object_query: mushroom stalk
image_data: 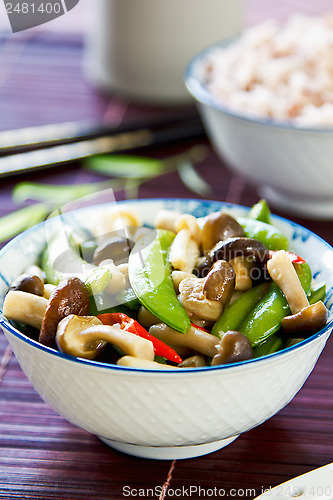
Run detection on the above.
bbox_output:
[43,284,57,299]
[57,318,154,361]
[149,323,219,357]
[229,256,253,291]
[267,250,328,334]
[169,228,199,274]
[3,290,48,330]
[267,250,308,314]
[175,214,202,244]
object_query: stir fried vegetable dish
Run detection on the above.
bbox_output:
[3,200,328,369]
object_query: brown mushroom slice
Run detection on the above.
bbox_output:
[57,323,154,361]
[211,331,253,366]
[56,315,105,358]
[203,260,235,305]
[282,300,328,336]
[209,237,269,267]
[39,277,90,348]
[3,290,48,330]
[202,212,245,252]
[178,355,207,368]
[196,236,269,279]
[25,265,44,282]
[11,274,44,297]
[93,236,134,266]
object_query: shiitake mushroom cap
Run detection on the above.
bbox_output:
[39,277,90,348]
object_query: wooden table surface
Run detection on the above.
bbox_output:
[1,4,333,499]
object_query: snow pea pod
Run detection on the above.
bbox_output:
[237,217,288,251]
[129,229,191,333]
[211,282,269,337]
[248,199,271,224]
[294,262,312,295]
[309,284,326,304]
[239,262,312,346]
[253,332,285,358]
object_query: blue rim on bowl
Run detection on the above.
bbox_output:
[0,198,332,374]
[184,37,333,134]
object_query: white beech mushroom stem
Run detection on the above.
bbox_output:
[57,323,154,361]
[267,250,309,314]
[3,290,48,329]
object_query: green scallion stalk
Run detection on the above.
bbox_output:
[0,203,49,243]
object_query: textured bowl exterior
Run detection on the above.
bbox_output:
[4,327,329,447]
[1,199,333,450]
[185,44,333,217]
[198,104,333,199]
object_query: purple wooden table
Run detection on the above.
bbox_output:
[0,23,333,500]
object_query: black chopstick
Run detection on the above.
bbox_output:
[0,118,206,178]
[0,110,202,154]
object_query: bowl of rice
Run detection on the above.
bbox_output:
[185,13,333,219]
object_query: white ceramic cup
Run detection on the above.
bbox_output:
[84,0,243,103]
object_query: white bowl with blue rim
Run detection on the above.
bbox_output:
[0,198,332,460]
[185,40,333,219]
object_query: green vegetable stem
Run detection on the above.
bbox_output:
[0,203,49,243]
[129,229,191,333]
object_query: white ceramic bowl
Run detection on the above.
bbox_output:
[1,199,333,460]
[185,41,333,219]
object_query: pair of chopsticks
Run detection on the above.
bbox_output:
[0,112,206,178]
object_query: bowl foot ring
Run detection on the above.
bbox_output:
[98,435,239,460]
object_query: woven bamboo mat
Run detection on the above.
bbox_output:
[0,11,333,500]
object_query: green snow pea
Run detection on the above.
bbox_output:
[237,217,288,251]
[211,282,269,337]
[239,282,288,346]
[239,262,312,346]
[309,284,326,304]
[248,199,271,224]
[294,262,312,295]
[129,229,191,333]
[253,332,285,358]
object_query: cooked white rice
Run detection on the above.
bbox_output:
[205,13,333,126]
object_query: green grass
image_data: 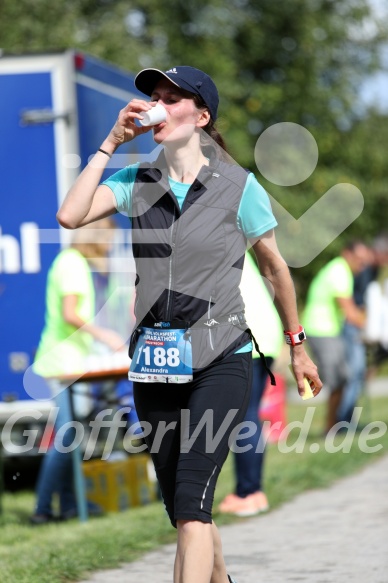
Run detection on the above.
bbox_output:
[1,395,387,583]
[263,394,388,507]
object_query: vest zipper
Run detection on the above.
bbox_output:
[165,206,177,320]
[165,176,206,322]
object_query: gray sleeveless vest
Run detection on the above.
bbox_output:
[129,150,251,369]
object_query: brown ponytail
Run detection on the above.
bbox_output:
[203,120,229,153]
[193,95,230,160]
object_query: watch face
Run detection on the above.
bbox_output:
[298,332,306,341]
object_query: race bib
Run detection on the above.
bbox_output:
[128,327,193,383]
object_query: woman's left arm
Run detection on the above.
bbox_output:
[252,229,323,397]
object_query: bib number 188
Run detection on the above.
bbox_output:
[138,346,180,367]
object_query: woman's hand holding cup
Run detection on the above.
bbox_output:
[107,99,163,148]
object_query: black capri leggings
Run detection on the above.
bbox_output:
[133,352,252,527]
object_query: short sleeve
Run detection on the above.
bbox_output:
[237,173,278,238]
[102,163,140,216]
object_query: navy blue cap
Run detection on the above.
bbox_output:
[134,66,219,121]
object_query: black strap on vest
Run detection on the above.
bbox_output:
[245,328,276,386]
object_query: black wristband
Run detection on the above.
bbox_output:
[98,148,112,159]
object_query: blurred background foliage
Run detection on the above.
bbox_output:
[1,0,387,297]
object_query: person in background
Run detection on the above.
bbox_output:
[339,233,388,424]
[303,241,369,433]
[30,217,125,524]
[218,251,283,516]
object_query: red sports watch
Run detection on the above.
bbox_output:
[284,325,307,346]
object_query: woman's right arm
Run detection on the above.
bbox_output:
[57,99,154,229]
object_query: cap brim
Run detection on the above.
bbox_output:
[134,68,181,96]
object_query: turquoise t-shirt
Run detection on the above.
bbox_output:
[103,163,277,239]
[103,164,278,353]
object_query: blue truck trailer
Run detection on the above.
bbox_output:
[0,51,152,473]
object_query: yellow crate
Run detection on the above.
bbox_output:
[83,459,131,512]
[126,454,158,506]
[82,455,157,513]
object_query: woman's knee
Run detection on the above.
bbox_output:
[176,519,211,536]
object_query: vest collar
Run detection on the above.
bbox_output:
[140,149,222,183]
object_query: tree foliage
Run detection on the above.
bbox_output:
[1,0,387,295]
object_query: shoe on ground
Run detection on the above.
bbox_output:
[218,493,241,512]
[218,491,269,517]
[29,513,56,526]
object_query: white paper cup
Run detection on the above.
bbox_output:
[139,103,167,126]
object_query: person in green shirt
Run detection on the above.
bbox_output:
[303,241,368,432]
[34,218,124,378]
[30,218,124,524]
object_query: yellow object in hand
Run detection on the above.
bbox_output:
[288,364,315,400]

§ **Problem to work on**
What you should return is the exact text of every line from the top of the entries through the line with "object_query: brown mushroom slice", pictures removed.

§ **Response area**
object_query: mushroom stalk
image_data: 
Run detection on the above.
bbox_output:
[43,284,57,299]
[57,318,154,361]
[149,323,219,357]
[229,256,253,291]
[267,250,328,334]
[169,228,199,274]
[3,290,48,330]
[267,250,308,314]
[175,214,202,244]
object_query: stir fried vegetable dish
Run detection on the above.
bbox_output:
[3,200,328,369]
object_query: brown mushroom slice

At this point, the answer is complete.